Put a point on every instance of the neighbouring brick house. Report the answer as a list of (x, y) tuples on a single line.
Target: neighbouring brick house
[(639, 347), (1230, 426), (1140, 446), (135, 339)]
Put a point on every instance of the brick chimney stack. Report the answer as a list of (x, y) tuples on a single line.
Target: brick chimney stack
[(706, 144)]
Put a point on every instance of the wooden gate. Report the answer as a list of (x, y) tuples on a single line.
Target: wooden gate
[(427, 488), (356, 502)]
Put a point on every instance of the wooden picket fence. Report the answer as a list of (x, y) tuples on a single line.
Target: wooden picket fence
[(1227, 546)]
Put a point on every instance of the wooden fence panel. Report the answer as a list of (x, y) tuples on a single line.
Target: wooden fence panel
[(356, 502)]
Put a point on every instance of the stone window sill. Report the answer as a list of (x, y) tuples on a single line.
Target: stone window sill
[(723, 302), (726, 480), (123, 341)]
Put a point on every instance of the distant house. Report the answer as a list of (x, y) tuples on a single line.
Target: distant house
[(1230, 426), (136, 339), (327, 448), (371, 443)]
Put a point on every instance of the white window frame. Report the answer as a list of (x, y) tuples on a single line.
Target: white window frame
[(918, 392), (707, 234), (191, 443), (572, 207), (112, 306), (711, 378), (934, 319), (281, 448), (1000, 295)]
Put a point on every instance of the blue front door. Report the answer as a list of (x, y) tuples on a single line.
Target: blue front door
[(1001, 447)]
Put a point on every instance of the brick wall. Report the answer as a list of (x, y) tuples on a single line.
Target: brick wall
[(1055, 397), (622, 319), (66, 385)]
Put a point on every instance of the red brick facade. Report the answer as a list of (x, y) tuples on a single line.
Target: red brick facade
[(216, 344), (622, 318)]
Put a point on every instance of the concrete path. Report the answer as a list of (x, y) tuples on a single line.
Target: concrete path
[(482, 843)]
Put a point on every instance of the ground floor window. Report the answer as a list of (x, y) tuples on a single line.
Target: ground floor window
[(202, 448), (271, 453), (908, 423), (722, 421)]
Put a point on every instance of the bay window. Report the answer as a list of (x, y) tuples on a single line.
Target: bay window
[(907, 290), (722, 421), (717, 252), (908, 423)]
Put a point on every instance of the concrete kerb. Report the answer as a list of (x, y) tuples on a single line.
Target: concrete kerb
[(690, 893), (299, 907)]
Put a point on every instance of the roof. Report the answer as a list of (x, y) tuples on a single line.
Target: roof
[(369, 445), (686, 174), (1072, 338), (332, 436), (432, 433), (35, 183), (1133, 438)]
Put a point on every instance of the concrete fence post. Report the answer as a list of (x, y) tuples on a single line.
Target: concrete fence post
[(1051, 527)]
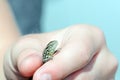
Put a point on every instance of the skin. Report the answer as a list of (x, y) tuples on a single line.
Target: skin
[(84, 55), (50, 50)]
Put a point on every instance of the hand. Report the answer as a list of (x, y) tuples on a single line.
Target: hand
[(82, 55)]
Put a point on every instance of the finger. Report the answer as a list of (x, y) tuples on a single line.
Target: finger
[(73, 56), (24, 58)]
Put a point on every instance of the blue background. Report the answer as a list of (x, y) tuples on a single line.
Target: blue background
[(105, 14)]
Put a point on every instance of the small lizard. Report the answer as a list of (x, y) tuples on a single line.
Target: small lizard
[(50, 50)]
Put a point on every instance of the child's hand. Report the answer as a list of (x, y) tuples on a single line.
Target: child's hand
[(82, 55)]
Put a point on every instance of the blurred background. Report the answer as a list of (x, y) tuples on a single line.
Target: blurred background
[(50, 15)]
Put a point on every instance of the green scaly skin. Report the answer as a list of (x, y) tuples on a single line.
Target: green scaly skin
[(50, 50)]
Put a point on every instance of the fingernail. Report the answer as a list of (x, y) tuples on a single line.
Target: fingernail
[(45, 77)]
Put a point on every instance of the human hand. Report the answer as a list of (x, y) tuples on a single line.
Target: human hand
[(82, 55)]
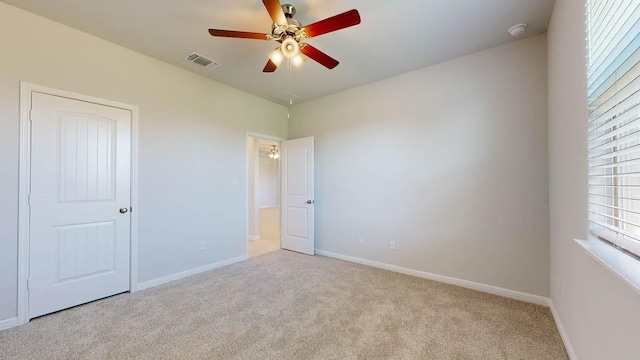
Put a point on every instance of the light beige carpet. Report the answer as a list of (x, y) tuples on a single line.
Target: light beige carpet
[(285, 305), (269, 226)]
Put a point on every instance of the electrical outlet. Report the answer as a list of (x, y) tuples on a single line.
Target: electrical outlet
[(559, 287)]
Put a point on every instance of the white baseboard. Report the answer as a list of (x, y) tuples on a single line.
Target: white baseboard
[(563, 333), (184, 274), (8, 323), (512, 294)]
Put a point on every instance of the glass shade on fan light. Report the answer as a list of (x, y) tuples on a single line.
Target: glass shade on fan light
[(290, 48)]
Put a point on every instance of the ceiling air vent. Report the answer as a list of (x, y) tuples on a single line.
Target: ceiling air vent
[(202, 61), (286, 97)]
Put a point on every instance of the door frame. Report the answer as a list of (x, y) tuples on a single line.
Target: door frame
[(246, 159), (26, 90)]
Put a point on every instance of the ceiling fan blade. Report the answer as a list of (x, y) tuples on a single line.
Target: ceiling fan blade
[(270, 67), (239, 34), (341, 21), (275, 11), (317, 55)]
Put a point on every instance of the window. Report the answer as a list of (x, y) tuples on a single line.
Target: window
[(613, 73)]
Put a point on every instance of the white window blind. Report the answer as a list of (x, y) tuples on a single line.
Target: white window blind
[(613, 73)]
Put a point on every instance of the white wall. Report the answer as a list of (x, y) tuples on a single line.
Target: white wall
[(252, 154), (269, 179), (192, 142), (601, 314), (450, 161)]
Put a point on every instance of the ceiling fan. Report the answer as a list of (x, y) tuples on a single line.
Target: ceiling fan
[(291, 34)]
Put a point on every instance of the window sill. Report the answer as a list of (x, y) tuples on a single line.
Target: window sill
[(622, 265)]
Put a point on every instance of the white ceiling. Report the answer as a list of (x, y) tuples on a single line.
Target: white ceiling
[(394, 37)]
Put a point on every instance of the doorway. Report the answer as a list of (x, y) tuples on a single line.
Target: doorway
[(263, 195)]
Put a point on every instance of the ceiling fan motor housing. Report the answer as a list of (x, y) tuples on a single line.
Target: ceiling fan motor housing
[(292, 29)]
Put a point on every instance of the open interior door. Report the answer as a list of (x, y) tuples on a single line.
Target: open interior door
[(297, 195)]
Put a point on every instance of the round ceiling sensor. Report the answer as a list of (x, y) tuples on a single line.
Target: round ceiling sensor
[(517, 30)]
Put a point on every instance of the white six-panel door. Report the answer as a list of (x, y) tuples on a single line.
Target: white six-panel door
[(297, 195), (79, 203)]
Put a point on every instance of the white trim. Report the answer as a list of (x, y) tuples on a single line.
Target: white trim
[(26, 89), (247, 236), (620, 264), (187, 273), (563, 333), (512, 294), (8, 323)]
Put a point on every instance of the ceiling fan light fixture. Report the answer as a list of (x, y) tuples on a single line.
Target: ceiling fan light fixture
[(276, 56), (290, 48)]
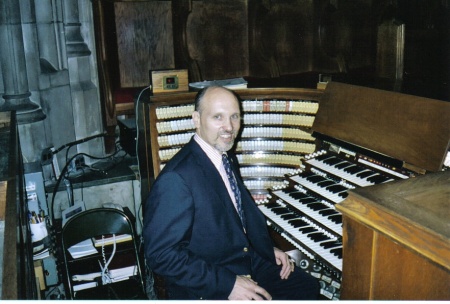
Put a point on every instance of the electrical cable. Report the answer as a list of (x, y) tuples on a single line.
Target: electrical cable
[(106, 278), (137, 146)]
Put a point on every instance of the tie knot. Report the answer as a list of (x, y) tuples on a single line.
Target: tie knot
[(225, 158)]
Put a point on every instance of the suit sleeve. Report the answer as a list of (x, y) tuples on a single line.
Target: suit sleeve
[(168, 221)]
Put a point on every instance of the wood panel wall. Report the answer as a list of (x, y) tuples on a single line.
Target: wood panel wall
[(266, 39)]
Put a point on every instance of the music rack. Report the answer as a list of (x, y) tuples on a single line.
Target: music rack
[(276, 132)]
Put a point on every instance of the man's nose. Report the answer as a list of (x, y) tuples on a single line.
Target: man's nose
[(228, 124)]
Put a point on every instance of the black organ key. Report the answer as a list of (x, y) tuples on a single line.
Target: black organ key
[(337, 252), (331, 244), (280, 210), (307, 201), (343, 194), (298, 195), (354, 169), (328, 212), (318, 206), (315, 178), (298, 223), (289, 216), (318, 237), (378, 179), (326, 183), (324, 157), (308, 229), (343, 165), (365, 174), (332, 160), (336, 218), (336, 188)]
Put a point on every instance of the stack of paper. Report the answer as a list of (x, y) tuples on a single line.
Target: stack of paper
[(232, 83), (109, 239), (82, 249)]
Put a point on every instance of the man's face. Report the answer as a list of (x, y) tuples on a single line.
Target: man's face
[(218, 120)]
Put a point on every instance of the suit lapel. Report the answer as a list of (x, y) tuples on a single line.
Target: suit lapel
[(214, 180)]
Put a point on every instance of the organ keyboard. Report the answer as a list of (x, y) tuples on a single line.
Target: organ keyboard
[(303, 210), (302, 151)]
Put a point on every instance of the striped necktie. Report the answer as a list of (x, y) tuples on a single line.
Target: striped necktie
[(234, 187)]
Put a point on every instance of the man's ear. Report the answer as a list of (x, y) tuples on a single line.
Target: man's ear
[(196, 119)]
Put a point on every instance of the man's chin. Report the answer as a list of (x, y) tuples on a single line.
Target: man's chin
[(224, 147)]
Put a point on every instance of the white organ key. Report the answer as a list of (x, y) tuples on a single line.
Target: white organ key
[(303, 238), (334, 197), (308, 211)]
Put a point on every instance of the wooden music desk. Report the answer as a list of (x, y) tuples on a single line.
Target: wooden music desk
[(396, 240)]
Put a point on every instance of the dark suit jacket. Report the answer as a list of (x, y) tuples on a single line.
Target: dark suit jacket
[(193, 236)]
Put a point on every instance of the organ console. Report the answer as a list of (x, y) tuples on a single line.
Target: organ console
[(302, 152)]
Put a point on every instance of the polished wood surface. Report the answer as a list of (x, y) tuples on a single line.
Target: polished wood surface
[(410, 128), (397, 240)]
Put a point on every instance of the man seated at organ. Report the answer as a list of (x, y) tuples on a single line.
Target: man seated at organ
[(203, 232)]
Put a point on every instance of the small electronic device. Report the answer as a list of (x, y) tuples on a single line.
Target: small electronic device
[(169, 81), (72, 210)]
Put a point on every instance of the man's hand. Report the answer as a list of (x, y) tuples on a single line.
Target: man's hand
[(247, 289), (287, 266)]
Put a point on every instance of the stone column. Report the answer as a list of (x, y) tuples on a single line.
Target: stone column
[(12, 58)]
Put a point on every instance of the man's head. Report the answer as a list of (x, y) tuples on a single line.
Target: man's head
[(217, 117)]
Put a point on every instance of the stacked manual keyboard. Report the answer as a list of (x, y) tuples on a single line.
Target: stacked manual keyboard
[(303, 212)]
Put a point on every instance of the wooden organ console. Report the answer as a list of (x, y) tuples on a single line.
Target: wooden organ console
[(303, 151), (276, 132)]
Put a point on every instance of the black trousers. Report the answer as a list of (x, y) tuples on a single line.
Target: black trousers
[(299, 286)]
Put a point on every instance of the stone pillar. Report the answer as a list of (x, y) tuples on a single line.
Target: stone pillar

————————

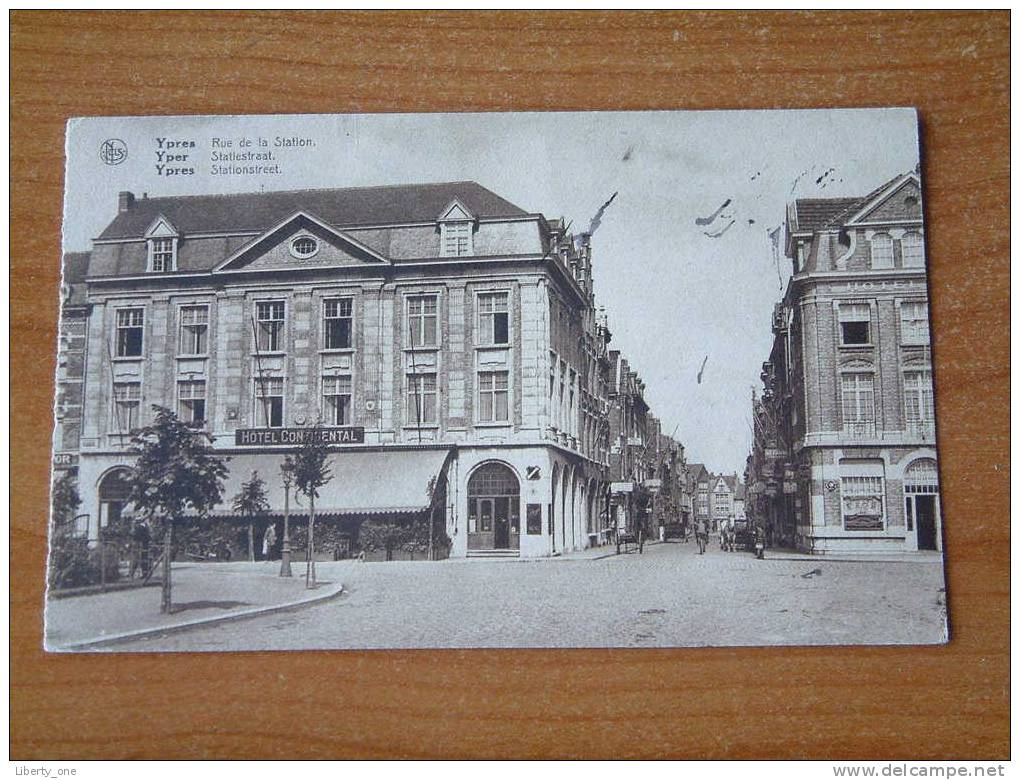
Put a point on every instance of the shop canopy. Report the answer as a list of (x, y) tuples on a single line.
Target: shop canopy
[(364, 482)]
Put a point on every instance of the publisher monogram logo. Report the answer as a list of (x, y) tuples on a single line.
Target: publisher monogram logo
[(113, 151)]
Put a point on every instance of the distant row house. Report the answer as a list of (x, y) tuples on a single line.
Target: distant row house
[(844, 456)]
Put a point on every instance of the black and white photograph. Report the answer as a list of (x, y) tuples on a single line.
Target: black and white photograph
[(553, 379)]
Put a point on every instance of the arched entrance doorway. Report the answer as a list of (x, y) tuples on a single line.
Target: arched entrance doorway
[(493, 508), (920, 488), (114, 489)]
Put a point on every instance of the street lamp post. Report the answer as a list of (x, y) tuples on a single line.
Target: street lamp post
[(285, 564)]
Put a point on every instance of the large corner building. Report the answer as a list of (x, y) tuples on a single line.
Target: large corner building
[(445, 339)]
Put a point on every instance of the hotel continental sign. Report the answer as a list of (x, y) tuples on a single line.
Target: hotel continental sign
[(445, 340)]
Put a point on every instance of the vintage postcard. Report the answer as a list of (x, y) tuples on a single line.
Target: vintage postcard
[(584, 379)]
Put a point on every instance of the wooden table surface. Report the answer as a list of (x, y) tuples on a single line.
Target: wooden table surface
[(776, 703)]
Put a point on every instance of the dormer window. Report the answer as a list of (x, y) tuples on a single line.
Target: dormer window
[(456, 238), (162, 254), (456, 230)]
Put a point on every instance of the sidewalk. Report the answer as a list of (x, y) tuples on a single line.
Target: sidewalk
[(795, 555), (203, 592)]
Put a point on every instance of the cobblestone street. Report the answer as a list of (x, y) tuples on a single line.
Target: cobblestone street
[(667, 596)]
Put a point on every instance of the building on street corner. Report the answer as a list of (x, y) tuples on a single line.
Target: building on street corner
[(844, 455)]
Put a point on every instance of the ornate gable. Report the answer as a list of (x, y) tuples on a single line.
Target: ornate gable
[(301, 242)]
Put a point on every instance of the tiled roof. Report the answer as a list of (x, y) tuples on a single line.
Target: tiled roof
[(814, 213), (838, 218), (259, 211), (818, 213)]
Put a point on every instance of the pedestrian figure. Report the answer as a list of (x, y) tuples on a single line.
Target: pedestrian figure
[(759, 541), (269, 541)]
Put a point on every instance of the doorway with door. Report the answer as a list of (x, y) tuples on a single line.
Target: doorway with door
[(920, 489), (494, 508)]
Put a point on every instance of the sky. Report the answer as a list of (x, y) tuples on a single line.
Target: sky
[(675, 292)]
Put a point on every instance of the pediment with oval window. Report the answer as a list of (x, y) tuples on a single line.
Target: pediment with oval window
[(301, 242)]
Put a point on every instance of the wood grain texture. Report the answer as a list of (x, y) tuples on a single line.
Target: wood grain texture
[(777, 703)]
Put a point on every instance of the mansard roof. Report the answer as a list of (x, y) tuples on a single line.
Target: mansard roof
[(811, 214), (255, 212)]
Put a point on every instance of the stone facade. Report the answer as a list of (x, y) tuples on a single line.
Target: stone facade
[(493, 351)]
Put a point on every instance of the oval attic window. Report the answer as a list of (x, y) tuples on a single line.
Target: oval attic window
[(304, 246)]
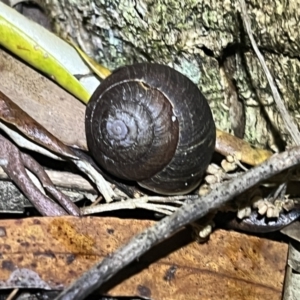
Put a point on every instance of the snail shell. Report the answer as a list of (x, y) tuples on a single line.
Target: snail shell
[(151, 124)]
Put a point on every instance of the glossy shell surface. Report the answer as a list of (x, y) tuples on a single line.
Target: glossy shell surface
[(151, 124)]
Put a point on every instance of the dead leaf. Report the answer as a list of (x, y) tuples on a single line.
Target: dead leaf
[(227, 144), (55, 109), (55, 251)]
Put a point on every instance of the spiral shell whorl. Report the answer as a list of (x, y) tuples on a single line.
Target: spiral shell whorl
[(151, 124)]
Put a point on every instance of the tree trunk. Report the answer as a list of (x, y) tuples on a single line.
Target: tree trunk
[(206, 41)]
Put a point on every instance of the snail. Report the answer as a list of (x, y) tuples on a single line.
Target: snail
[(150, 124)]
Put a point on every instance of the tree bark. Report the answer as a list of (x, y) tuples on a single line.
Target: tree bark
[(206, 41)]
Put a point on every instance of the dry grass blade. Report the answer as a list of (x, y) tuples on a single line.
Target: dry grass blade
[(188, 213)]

————————

> _Directions for this task_
Count the lines in the rows above that contain the string "fence", where case matters. Reply with the number alone.

> _Task response_
6